▶ **DATASET RECORDS**
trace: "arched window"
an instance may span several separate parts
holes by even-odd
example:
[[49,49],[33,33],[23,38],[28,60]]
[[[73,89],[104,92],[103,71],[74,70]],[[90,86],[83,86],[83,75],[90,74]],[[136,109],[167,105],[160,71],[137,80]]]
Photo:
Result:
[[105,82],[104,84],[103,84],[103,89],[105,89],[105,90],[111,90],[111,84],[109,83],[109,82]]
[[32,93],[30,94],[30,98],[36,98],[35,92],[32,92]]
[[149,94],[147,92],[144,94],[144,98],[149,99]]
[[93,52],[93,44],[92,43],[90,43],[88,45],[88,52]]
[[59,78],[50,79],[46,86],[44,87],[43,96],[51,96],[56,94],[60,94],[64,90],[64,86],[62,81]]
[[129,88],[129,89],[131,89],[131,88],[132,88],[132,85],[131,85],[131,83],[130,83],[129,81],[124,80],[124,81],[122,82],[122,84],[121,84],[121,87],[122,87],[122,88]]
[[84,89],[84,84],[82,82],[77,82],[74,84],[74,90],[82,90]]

▶ **TASK DESCRIPTION**
Reproduce all of the records above, changing "arched window" to "rounded window" and leaving every other character as it stands.

▶ **EXERCISE RESULT**
trace: "rounded window"
an instance may span several separate parts
holes by even-odd
example:
[[49,49],[33,33],[23,38],[28,60]]
[[[73,89],[104,92],[103,71],[74,70]],[[90,86],[83,86],[83,75],[90,74]],[[136,109],[167,105],[160,71],[137,80]]]
Photo:
Result:
[[105,82],[104,84],[103,84],[103,89],[105,89],[105,90],[111,90],[111,84],[109,83],[109,82]]
[[32,93],[30,94],[30,98],[36,98],[35,92],[32,92]]
[[149,94],[147,92],[144,94],[144,98],[149,99]]
[[93,52],[93,44],[92,43],[90,43],[88,45],[88,52]]
[[59,78],[50,79],[46,86],[44,87],[43,96],[51,96],[56,94],[60,94],[64,90],[64,86],[62,81]]
[[129,88],[129,89],[131,89],[131,88],[132,88],[132,85],[131,85],[131,83],[130,83],[129,81],[124,80],[124,81],[122,82],[122,84],[121,84],[121,87],[122,87],[122,88]]
[[84,89],[84,84],[82,82],[77,82],[74,84],[74,90],[82,90]]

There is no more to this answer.